• **Exercise details**:
Convert the lines below into a JSON list of strings, one string per line and no blank lines. Start at the line containing "[locate] the treeline" and end with the last line.

• **Material**:
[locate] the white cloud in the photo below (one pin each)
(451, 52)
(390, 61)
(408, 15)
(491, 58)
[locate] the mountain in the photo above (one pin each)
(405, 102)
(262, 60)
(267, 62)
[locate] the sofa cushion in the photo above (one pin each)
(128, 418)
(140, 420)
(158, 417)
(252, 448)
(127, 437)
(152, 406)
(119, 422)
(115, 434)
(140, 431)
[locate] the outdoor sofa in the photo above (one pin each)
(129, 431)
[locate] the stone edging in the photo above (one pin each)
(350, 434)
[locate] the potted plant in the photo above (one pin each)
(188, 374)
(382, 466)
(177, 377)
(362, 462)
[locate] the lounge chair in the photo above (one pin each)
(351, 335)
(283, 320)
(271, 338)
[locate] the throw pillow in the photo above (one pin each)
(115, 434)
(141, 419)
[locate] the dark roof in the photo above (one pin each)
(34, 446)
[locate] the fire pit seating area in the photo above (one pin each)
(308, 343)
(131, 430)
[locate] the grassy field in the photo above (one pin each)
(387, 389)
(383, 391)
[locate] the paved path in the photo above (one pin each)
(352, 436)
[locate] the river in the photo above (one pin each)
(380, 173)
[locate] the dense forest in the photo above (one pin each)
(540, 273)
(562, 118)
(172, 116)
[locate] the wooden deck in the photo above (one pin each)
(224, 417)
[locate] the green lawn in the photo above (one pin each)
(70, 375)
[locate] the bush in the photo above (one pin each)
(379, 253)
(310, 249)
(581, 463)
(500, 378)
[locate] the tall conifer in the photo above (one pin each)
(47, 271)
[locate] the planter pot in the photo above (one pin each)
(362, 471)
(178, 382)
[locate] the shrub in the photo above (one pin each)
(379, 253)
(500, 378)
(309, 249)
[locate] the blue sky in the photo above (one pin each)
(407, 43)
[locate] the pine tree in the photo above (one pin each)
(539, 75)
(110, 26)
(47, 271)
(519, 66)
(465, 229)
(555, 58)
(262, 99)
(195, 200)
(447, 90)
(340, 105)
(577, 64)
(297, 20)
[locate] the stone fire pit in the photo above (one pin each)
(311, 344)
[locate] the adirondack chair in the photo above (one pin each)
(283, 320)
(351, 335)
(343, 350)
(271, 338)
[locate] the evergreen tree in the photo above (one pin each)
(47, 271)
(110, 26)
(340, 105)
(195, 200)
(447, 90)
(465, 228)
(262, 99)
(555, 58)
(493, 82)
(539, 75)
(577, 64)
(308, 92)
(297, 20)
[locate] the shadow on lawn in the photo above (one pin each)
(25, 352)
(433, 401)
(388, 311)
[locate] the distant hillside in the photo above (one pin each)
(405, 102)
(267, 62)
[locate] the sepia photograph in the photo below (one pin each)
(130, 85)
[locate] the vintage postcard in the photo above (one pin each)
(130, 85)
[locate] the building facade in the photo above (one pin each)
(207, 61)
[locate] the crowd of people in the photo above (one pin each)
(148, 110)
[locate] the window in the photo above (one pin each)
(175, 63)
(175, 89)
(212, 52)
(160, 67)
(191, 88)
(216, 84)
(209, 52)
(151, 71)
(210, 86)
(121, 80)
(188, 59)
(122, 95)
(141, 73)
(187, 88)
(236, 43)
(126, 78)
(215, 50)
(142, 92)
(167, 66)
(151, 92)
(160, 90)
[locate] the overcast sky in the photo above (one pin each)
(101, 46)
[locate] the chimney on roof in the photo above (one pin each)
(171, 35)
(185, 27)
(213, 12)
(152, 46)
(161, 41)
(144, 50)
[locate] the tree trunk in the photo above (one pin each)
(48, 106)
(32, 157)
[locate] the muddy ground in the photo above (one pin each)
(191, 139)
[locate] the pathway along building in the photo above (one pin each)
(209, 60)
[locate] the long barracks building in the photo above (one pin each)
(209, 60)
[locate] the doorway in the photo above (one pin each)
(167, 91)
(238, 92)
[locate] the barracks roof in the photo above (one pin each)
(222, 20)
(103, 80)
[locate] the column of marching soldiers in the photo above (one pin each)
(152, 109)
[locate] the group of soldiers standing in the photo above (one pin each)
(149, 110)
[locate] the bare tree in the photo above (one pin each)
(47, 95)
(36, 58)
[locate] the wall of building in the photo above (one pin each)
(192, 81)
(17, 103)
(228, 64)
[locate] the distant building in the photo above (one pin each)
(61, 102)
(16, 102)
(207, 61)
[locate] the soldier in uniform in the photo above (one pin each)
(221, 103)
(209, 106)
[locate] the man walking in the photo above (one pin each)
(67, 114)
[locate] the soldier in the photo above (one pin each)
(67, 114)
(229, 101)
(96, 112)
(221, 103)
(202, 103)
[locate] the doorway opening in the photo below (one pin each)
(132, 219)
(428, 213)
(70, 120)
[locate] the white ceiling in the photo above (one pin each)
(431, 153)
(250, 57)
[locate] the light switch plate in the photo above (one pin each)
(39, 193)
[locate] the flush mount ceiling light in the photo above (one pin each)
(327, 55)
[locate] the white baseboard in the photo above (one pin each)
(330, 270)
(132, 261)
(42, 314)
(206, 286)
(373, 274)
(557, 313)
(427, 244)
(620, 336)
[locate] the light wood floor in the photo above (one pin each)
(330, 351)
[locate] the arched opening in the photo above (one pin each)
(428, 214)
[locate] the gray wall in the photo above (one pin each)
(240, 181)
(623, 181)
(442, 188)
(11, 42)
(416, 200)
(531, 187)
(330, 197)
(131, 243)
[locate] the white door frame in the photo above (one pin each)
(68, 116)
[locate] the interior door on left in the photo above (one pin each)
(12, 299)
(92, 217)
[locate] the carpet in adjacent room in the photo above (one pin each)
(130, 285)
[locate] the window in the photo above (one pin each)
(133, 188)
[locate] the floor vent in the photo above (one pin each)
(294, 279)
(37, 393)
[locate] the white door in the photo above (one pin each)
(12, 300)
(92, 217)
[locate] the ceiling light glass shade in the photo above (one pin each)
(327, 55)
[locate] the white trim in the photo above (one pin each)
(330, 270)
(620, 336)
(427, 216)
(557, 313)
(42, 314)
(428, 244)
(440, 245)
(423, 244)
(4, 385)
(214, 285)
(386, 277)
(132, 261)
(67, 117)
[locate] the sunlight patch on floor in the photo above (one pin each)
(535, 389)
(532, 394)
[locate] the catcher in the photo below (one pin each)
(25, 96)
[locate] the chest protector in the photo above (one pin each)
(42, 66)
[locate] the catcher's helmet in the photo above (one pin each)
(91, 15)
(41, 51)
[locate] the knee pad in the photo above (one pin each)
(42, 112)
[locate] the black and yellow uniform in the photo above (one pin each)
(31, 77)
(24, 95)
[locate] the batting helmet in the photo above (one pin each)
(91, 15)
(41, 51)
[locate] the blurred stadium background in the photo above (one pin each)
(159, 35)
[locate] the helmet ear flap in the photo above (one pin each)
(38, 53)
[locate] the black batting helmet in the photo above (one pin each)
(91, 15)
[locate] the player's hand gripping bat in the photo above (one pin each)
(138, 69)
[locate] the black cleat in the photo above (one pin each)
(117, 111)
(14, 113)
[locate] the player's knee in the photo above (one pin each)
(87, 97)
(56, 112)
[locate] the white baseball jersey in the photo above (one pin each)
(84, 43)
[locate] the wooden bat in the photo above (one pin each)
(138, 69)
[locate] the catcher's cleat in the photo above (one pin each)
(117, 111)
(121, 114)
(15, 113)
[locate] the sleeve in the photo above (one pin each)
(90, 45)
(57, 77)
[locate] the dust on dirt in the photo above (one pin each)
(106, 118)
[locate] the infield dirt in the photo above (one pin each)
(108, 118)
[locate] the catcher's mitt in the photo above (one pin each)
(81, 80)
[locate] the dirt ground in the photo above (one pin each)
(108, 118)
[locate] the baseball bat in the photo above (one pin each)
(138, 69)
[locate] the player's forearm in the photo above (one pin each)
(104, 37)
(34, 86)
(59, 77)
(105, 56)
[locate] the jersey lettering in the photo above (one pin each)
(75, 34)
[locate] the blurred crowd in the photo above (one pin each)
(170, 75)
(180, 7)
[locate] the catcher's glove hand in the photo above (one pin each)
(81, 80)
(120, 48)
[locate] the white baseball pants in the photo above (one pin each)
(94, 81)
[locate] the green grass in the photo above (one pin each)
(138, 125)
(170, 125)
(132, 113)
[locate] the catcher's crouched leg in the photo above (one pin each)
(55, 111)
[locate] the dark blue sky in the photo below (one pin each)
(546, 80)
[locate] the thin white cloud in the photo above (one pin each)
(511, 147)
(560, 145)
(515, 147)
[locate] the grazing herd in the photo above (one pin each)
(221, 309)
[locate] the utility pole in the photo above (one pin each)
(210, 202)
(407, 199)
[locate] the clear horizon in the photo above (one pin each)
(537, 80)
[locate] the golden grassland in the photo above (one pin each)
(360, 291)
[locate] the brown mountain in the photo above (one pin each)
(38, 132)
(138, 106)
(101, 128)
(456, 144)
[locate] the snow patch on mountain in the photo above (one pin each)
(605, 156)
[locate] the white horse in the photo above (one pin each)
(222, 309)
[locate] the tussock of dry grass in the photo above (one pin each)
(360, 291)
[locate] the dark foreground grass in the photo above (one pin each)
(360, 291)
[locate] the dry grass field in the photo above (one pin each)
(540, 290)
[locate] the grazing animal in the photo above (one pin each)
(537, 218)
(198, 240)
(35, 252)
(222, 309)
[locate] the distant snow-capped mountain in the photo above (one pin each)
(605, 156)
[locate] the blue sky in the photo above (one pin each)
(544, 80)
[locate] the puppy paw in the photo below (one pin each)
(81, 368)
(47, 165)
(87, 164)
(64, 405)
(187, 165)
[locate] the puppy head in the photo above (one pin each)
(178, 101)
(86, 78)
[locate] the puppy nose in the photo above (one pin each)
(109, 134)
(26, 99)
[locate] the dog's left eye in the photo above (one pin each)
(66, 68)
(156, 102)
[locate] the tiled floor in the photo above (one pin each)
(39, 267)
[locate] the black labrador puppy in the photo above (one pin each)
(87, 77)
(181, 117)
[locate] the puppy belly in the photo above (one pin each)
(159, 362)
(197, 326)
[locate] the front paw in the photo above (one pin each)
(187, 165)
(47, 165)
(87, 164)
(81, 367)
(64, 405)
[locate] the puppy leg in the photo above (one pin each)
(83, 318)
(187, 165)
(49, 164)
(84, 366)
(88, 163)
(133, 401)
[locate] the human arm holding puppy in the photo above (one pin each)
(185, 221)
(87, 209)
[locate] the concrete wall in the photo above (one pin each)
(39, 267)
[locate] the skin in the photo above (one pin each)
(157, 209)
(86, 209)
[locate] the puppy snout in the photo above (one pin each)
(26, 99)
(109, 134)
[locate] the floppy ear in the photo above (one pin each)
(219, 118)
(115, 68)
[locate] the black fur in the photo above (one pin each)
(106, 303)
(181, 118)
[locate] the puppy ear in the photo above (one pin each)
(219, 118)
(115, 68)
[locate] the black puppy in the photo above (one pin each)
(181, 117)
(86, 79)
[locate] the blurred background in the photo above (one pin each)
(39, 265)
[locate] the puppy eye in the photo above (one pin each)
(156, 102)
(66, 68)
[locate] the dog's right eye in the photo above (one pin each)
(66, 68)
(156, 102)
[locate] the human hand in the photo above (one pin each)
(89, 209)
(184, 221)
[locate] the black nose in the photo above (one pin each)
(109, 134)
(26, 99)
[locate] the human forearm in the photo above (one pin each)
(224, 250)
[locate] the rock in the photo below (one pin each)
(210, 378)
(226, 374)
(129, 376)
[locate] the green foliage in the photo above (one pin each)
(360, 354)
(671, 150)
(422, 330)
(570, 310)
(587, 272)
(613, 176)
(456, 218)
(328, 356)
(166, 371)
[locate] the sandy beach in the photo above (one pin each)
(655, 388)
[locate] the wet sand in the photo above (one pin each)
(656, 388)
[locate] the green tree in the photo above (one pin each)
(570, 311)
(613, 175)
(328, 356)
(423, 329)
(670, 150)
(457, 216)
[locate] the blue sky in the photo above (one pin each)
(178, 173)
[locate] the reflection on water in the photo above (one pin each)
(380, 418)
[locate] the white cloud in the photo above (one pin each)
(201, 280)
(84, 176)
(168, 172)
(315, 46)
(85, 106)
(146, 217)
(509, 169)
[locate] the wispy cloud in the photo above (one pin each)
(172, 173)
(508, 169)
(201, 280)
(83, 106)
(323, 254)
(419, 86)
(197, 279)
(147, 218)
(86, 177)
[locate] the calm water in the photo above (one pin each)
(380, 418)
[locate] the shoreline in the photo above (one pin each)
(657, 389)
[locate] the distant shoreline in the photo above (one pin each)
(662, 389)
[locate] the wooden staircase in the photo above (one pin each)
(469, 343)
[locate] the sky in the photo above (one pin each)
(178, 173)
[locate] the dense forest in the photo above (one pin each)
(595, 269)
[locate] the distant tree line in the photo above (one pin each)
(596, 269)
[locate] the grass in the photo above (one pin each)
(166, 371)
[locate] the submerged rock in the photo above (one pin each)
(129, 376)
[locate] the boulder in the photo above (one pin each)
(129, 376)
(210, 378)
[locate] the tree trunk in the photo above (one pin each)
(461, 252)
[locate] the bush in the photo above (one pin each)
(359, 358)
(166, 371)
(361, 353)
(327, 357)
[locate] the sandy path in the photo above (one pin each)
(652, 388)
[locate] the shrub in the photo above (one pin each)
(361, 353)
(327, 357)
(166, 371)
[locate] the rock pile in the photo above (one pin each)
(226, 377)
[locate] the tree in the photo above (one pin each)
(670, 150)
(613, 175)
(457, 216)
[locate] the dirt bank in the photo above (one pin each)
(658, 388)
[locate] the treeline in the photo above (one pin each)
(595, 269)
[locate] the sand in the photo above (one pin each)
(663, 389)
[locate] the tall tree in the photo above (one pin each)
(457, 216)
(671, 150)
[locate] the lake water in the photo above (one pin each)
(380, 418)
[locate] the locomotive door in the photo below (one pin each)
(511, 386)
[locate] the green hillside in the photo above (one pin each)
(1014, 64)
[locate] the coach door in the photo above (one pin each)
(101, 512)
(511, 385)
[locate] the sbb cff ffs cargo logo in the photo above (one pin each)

• **The answer**:
[
  "[locate] the treeline in the photo above (one pin each)",
  "(595, 269)",
  "[locate] the sand in the photo above (one pin each)",
  "(663, 389)",
  "[locate] the tall tree in the photo above (one pin each)",
  "(457, 216)",
  "(671, 150)",
  "[locate] the lake water in the photo above (one pin each)",
  "(380, 418)",
  "[locate] the locomotive door in the photo below (one pin each)",
  "(511, 386)",
  "[locate] the green hillside in the photo above (one pin each)",
  "(1014, 64)",
  "[locate] the coach door in the photo above (one pin each)",
  "(101, 512)",
  "(511, 385)",
  "[locate] the sbb cff ffs cargo logo in the photo above (one pin each)"
]